• Article:
##########
Skip to content
Spencer edited this page Feb 11, 2016 · 6 revisions

Hacks are base-level UI extension for Kibana. They are included in every application and have access to all services, directives, everything.

Create your own

Hacks are provided to Kibana through plugins, so before you create any hacks you should create a plugin for them to go in.

Start with a plugin

A plugin has two important parts:

package.json file

At the root of your plugin there should be a package.json file. This file exposes some metadata for your plugin, as well as the location of extensions for Kibana.

An example of a simple package.json file can be found in the kbn_vislib_vis_types plugin that is included in Kibana. Your package.json file should look similar:

{
  "name": "my_plugin",
  "version": "0.0.1",
  "kibana": {}
}
public/ directory

The public/ directory is where all of your plugin's UI code goes, and it's where kibana will look for your extensions. Create this directory right next to your package.json at the root of your plugin.

Checkout the directory layout of the kbn_vislib_vis_types plugin for an example.
##########
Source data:
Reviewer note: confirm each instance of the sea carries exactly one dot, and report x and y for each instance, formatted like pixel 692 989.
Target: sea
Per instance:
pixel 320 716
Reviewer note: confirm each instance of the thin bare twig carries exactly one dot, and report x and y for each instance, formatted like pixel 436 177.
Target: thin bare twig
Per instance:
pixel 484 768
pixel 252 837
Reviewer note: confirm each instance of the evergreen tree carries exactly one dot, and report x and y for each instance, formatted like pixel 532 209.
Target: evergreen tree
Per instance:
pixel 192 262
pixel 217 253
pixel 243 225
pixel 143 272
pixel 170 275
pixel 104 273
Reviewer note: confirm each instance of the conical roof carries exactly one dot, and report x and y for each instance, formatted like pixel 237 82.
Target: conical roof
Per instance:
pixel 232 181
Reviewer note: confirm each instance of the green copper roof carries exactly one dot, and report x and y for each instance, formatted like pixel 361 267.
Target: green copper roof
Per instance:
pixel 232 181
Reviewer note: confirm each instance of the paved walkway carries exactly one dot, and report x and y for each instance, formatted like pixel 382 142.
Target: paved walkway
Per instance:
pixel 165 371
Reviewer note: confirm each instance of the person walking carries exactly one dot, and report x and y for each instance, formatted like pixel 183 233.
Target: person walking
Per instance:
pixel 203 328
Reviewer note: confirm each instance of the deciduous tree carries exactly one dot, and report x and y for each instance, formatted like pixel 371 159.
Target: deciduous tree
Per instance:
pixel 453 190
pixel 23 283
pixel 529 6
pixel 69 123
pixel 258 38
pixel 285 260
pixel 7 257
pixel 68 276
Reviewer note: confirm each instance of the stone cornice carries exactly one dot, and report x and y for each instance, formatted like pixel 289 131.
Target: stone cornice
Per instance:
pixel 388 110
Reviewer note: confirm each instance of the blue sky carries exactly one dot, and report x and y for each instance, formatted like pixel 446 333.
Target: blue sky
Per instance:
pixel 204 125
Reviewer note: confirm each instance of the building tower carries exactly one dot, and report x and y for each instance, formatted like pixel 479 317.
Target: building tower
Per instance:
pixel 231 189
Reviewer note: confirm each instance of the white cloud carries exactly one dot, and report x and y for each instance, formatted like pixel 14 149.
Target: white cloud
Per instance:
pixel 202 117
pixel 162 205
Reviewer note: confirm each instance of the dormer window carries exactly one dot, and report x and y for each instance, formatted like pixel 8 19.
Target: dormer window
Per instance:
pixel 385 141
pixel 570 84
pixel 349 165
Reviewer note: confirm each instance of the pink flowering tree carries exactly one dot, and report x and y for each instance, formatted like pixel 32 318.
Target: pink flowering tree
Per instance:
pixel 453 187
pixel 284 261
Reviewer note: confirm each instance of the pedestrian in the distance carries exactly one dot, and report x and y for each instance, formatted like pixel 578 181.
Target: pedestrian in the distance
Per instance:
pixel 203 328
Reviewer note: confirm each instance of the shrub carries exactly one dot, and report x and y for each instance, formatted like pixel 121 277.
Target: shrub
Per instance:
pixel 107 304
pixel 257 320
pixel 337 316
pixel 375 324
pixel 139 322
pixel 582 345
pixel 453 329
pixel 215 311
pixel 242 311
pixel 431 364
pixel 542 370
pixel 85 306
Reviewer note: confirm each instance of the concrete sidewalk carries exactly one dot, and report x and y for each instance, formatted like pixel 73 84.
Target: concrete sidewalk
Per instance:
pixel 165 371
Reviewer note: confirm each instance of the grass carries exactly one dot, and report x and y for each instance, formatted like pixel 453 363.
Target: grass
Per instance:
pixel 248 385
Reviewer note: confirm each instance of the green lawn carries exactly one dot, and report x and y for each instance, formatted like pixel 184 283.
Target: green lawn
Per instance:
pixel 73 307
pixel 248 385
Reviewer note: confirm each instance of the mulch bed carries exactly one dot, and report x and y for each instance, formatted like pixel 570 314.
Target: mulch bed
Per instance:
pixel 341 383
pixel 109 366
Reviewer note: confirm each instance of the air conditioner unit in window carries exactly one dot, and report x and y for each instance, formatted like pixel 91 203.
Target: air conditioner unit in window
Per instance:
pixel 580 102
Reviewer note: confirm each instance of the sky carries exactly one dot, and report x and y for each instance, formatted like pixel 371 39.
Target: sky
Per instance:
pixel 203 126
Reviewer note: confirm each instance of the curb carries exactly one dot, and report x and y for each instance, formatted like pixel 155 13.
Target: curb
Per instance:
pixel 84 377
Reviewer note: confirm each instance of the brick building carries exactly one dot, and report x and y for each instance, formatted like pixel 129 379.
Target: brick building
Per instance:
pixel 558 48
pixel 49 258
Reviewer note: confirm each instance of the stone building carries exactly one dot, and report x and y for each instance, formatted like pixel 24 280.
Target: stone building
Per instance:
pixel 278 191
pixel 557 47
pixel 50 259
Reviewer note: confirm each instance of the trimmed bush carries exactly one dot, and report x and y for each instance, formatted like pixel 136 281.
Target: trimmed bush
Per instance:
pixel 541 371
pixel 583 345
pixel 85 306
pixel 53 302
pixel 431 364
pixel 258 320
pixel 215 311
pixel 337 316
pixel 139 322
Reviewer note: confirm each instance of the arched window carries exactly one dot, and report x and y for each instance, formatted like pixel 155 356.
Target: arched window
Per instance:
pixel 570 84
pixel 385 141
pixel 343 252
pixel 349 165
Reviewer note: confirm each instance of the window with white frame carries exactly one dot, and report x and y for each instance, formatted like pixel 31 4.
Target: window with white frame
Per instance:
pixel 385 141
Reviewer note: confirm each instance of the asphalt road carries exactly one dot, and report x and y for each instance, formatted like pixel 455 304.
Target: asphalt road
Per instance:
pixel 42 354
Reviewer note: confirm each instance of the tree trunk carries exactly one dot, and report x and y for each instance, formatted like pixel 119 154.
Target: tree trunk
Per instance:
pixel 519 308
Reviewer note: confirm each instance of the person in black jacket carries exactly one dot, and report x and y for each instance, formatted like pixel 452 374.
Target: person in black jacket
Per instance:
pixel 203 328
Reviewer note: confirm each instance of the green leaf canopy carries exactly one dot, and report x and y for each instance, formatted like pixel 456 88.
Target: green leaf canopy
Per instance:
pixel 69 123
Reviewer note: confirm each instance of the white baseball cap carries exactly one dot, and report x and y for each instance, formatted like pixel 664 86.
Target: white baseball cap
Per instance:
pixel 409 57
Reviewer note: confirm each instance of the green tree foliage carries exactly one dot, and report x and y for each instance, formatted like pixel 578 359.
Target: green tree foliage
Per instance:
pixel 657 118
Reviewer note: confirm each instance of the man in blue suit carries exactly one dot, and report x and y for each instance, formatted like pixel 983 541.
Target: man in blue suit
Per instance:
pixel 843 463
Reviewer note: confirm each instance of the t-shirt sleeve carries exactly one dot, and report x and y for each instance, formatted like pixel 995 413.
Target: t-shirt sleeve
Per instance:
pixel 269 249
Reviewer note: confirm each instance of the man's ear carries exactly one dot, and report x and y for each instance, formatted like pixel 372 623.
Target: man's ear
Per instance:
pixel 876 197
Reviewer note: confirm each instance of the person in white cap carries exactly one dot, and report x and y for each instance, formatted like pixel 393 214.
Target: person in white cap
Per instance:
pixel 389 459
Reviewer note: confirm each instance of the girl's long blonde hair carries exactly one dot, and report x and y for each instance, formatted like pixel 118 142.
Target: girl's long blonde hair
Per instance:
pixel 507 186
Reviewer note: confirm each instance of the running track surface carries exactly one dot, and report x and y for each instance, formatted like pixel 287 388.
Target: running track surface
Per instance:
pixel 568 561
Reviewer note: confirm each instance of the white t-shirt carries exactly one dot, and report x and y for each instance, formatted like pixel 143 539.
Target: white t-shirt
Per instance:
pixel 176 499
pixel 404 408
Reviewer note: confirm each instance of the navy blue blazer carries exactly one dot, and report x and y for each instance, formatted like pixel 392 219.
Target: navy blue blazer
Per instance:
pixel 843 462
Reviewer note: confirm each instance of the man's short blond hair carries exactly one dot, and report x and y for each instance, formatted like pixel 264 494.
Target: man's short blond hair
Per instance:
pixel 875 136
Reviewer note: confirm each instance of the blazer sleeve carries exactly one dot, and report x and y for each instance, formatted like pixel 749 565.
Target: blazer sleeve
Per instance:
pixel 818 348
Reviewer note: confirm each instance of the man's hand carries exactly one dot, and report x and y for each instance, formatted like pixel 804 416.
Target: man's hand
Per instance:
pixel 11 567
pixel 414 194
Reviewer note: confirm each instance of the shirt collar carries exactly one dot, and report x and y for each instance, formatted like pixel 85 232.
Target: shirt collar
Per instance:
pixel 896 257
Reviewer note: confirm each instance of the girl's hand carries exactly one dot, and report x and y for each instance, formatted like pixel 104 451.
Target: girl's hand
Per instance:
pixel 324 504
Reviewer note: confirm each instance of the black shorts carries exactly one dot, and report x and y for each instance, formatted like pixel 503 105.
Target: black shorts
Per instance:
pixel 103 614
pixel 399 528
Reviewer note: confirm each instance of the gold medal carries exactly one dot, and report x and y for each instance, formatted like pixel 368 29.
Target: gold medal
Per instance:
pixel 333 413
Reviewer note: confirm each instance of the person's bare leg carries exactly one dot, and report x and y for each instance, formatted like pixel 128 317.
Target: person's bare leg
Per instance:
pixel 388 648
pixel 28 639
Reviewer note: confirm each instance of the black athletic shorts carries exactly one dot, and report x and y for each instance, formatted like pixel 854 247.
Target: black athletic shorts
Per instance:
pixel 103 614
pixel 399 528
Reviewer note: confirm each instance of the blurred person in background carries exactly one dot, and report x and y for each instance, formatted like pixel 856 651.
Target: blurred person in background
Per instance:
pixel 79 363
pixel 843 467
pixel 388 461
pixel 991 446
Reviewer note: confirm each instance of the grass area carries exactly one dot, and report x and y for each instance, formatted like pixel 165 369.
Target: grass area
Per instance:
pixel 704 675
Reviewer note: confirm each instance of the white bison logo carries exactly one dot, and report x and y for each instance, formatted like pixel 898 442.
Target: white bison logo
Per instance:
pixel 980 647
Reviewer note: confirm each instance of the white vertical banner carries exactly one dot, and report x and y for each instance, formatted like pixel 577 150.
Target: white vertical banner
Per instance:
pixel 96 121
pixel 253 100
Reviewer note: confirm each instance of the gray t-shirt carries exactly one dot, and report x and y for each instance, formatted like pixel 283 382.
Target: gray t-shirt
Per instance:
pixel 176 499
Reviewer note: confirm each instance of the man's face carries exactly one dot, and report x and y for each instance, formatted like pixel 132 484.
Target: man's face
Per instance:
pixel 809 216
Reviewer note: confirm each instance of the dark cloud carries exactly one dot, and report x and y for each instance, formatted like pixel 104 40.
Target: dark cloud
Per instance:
##########
• What you should do: Can you repeat the wiki page on Kibana hacks word for word, between "The public/ directory" and "for an example.", inclusive?

• Exercise answer:
The public/ directory is where all of your plugin's UI code goes, and it's where kibana will look for your extensions. Create this directory right next to your package.json at the root of your plugin.

Checkout the directory layout of the kbn_vislib_vis_types plugin for an example.